Dataset records
>>
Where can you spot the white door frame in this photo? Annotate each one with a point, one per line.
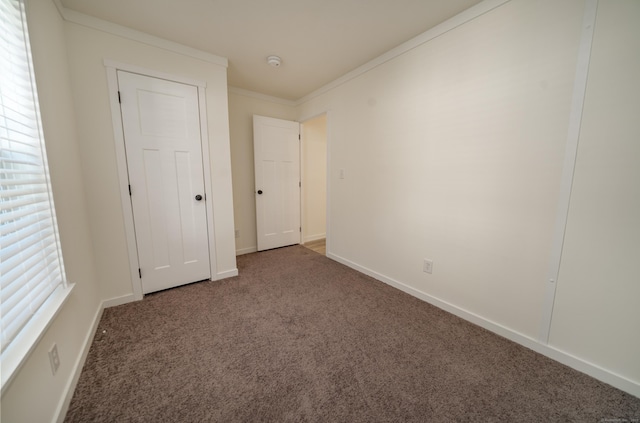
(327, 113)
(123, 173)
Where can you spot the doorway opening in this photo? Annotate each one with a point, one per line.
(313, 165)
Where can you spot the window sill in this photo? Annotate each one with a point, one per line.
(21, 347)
<<
>>
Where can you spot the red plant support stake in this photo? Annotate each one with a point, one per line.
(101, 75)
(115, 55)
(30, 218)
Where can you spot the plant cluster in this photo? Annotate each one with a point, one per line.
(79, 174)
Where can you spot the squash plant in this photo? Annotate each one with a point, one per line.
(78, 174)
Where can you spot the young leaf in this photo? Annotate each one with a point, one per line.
<<
» Work required
Working from the records above, write out verbatim only the lines from the line containing "Where can you spot the squash" through the line containing "Where can you spot the young".

» Reply to the task
Where can you spot the squash plant in this photo? Annotate each one with a point, one per line.
(78, 174)
Where can you spot the young leaf in this photo? Annotate each one with a point, one per line.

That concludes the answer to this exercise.